'''

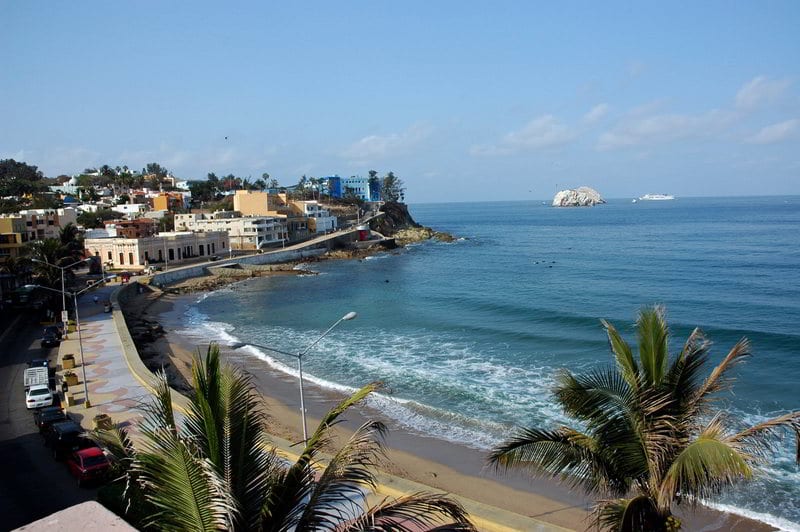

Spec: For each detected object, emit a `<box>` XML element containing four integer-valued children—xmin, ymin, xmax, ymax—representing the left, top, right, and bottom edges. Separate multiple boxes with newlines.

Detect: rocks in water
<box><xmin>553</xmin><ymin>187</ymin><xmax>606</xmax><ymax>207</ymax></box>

'''
'''

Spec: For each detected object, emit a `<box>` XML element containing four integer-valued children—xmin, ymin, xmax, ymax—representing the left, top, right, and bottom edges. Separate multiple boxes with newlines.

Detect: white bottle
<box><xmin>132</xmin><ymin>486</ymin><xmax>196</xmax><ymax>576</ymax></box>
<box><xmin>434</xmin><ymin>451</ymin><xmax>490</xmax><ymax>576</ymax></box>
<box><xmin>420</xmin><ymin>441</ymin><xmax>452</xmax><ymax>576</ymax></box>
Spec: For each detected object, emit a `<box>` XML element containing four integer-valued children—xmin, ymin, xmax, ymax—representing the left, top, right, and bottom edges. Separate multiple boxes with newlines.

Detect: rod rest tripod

'''

Pull out every line of the items above that contains the string "xmax". Treat the match as case-sensitive.

Answer to this problem:
Spec: For each detected object, emit a `<box>` XML element containing four integer-valued children—xmin, ymin, xmax, ymax—representing the left, top, right, and bottom edges. Separate multiple boxes with newlines.
<box><xmin>553</xmin><ymin>187</ymin><xmax>606</xmax><ymax>207</ymax></box>
Spec: For each detected object, emit a `<box>` XML element containing four integer-valued children—xmin, ymin, xmax, ymax—representing the left, top, right, and bottom edges. Separate multiple boxes with newlines.
<box><xmin>132</xmin><ymin>486</ymin><xmax>196</xmax><ymax>576</ymax></box>
<box><xmin>434</xmin><ymin>451</ymin><xmax>490</xmax><ymax>576</ymax></box>
<box><xmin>420</xmin><ymin>441</ymin><xmax>452</xmax><ymax>576</ymax></box>
Spec: For each detected object, emit a `<box>` XML element containing four integer-valued children—xmin, ymin, xmax, ymax—representing the left, top, right, and bottom edges. Separate multiple boxes with newlines.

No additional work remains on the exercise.